What you will do
A verbatim reprint of the records below is what this exercise asks for.
***** Recorded data *****
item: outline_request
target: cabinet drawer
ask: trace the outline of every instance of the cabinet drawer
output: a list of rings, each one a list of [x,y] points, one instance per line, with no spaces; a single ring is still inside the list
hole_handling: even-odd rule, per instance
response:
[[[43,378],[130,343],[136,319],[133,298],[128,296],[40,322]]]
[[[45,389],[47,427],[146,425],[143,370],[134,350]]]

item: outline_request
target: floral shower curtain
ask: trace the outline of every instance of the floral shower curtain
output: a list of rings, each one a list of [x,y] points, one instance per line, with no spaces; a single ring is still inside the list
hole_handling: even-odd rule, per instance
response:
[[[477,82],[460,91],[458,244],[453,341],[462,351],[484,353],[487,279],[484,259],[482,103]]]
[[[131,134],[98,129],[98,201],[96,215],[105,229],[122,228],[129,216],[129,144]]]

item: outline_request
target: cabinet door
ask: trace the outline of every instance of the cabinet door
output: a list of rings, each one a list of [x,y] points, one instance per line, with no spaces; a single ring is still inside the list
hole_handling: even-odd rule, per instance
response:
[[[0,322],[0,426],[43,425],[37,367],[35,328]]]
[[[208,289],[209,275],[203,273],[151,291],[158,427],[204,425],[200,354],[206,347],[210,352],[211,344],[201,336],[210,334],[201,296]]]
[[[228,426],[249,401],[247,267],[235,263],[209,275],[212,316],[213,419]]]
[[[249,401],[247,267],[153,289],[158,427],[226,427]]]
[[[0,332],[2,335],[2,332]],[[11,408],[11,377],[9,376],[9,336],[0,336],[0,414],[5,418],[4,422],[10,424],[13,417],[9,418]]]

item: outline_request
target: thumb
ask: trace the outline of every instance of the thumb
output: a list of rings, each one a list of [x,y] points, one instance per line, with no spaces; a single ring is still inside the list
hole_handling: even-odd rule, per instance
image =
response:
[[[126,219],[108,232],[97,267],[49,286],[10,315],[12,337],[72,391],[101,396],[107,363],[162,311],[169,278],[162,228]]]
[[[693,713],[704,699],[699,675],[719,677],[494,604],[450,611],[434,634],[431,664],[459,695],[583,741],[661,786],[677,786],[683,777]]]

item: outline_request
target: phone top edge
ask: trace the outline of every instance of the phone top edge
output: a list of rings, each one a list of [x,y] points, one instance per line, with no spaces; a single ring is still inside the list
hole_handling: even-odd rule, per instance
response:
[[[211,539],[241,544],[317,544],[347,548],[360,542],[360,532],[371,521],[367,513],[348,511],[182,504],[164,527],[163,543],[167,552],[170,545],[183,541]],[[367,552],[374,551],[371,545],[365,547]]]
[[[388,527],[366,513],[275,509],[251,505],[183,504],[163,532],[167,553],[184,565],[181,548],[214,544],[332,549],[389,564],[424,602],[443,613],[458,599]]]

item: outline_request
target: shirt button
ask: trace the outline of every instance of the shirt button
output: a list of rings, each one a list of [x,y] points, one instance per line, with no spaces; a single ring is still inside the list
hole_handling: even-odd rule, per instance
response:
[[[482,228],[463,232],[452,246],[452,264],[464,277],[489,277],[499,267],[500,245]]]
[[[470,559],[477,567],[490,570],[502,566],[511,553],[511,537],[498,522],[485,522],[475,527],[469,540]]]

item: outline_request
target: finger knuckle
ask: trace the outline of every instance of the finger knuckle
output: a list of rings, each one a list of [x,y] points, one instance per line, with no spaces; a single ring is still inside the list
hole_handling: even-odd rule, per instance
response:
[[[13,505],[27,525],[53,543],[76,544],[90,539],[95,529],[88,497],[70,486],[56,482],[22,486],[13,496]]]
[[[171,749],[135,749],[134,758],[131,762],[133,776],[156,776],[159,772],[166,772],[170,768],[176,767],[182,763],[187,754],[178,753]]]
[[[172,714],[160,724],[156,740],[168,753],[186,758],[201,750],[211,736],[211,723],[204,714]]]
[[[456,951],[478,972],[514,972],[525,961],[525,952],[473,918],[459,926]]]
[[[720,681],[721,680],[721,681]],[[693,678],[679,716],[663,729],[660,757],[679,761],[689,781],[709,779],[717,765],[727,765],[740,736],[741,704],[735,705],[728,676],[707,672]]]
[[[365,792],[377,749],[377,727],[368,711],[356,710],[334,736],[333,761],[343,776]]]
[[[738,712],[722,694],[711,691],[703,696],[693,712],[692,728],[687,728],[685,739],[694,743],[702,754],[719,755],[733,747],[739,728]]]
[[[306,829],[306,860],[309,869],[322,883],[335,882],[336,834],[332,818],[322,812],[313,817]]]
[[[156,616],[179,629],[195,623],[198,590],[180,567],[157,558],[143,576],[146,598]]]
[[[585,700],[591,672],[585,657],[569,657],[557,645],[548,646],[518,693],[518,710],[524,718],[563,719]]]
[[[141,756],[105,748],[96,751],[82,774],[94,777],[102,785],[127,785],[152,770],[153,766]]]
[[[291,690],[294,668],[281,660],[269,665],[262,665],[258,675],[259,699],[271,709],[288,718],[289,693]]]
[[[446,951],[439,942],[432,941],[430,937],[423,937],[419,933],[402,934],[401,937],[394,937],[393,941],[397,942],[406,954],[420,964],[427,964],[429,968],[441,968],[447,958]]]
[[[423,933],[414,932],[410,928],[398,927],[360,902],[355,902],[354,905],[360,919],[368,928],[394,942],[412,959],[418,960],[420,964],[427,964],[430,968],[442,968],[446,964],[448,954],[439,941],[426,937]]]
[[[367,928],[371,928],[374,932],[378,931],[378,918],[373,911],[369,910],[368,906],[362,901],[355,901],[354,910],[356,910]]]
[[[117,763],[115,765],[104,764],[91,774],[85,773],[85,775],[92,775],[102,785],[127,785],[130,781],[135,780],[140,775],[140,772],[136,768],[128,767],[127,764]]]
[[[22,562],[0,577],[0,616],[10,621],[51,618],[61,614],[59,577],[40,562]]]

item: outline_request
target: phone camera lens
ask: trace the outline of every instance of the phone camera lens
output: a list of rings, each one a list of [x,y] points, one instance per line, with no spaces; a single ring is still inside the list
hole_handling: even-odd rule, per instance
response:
*****
Written response
item: outline_request
target: cabinet drawer
ask: trace the outline of every instance of the cabinet drawer
output: a list of rings, each one a list of [x,y] points, one instance per line, with no spaces; a single ring is still inside the list
hole_handling: even-odd rule, per instance
response:
[[[43,378],[130,343],[136,319],[133,298],[128,296],[40,322]]]
[[[45,389],[47,427],[146,425],[143,370],[134,350]]]

item: outline_request
target: floral shower curtain
ask: trace the outline of every instance of the floral shower curtain
output: a list of rings, each one a list of [x,y] points, one instance per line, with no spaces; a single ring is still inside the list
hole_handling: even-odd rule, per instance
response:
[[[477,82],[460,91],[458,244],[453,341],[462,351],[484,353],[487,279],[484,259],[482,103]]]
[[[131,134],[98,129],[98,201],[96,215],[105,229],[122,228],[129,216],[129,144]]]

item: outline_request
target: cabinet door
ask: trace the outline of every instance of the cabinet door
output: a list of rings, each one a list of [x,y] points, one instance per line, with no spaces; a single ring is still inside the list
hole_handling: even-odd rule, per instance
response:
[[[0,322],[0,426],[43,425],[37,367],[35,328]]]
[[[208,289],[209,275],[203,273],[151,291],[158,427],[204,425],[200,354],[206,347],[210,352],[211,344],[201,336],[210,334],[201,296]]]
[[[228,426],[249,401],[247,267],[235,263],[209,275],[212,316],[213,419]]]
[[[249,401],[247,267],[153,289],[158,427],[226,427]]]
[[[0,332],[2,335],[2,332]],[[11,408],[11,377],[9,376],[9,336],[0,336],[0,414],[5,418],[4,422],[10,424],[13,417],[9,418]]]

item: outline_request
target: thumb
ask: trace the outline of every instance of the thumb
output: a list of rings, each one a list of [x,y] points, one instance per line, with no spaces; a single ring is still inside the list
hole_handling: even-odd rule, per instance
image =
response:
[[[126,219],[108,232],[97,267],[49,286],[10,315],[12,337],[72,391],[101,396],[107,363],[162,311],[169,278],[162,228]]]
[[[693,713],[704,699],[699,675],[719,677],[494,604],[450,611],[434,634],[431,664],[459,695],[583,741],[661,786],[677,786],[683,777]]]

item: outline_request
target: phone top edge
ask: trace the outline of every instance of the phone top edge
output: a list of rings, each one a list of [x,y] points, one instance per line, with no spaces; a single ring is still inside the list
hole_handling: even-odd rule, per instance
response:
[[[211,539],[241,544],[317,544],[347,548],[360,542],[360,532],[371,521],[367,513],[348,511],[182,504],[164,527],[163,543],[167,552],[170,545],[183,541]],[[367,552],[374,551],[371,545],[365,547]]]
[[[388,527],[366,513],[275,509],[251,505],[183,504],[163,532],[167,553],[184,565],[181,548],[214,544],[332,549],[389,564],[424,602],[443,613],[458,599]]]

item: outline_request
target: shirt button
ask: trace the outline of every instance of the shirt button
output: a list of rings, each one a list of [x,y] points, one instance per line, with no spaces; a single ring is still inside the list
hole_handling: even-odd rule, per instance
response:
[[[482,228],[463,232],[452,246],[452,264],[464,277],[489,277],[499,267],[500,245]]]
[[[470,559],[477,567],[490,570],[502,566],[511,553],[511,537],[498,522],[485,522],[475,527],[469,540]]]

item: outline_request
target: finger knuckle
ask: trace the outline of every instance of the finger knuckle
output: a list of rings, each one a list of [x,y] points, one instance per line, with no spaces; a single ring is still inside the list
hole_handling: even-odd rule, per instance
response:
[[[13,505],[27,525],[53,543],[76,544],[90,539],[95,529],[88,497],[70,486],[56,482],[22,486],[13,496]]]
[[[171,749],[135,749],[134,758],[131,762],[133,776],[156,776],[159,772],[166,772],[170,768],[176,767],[182,763],[187,754],[178,753]]]
[[[172,714],[160,724],[156,740],[168,753],[186,758],[201,750],[211,736],[211,723],[204,714]]]
[[[456,951],[478,972],[514,972],[525,961],[525,952],[473,918],[459,926]]]
[[[720,681],[721,680],[721,681]],[[693,678],[679,716],[663,729],[660,757],[679,761],[689,781],[709,779],[717,765],[727,765],[740,736],[741,704],[735,705],[728,676],[707,672]]]
[[[365,792],[377,749],[377,727],[368,711],[356,710],[334,736],[333,761],[343,776]]]
[[[738,712],[722,694],[711,691],[703,696],[693,712],[692,728],[687,728],[685,739],[694,743],[702,754],[719,755],[733,747],[739,728]]]
[[[306,829],[306,860],[309,869],[322,883],[335,882],[336,834],[332,818],[322,812],[313,817]]]
[[[156,616],[179,629],[195,623],[198,590],[180,567],[157,558],[143,576],[146,598]]]
[[[585,700],[591,672],[585,657],[569,657],[557,645],[548,646],[518,693],[518,710],[524,718],[563,719]]]
[[[141,756],[105,748],[96,751],[82,774],[94,777],[102,785],[127,785],[152,770],[153,766]]]
[[[291,690],[294,668],[281,660],[269,665],[262,665],[258,675],[259,699],[271,709],[288,718],[289,693]]]
[[[446,951],[439,942],[432,941],[430,937],[423,937],[419,933],[402,934],[401,937],[394,937],[393,941],[397,942],[406,954],[420,964],[427,964],[429,968],[441,968],[447,958]]]
[[[423,933],[414,932],[410,928],[398,927],[360,902],[355,902],[354,905],[360,919],[368,928],[394,942],[412,959],[418,960],[420,964],[427,964],[430,968],[442,968],[446,964],[448,954],[439,941],[426,937]]]
[[[367,928],[371,928],[374,932],[378,931],[378,918],[373,911],[369,910],[368,906],[362,901],[355,901],[354,910],[356,910]]]
[[[117,763],[115,765],[104,764],[91,774],[85,773],[85,775],[92,775],[102,785],[127,785],[130,781],[135,780],[140,775],[140,772],[136,768],[128,767],[127,764]]]
[[[22,562],[0,577],[0,616],[10,621],[51,618],[61,614],[59,577],[40,562]]]

item: outline_request
target: phone camera lens
ask: trace the outline of every instance of the phone camera lens
output: a list of rings, each one a list of [x,y] points, one instance per line, with no spaces; a single ring is still inside the list
hole_handling: even-odd rule, per instance
response:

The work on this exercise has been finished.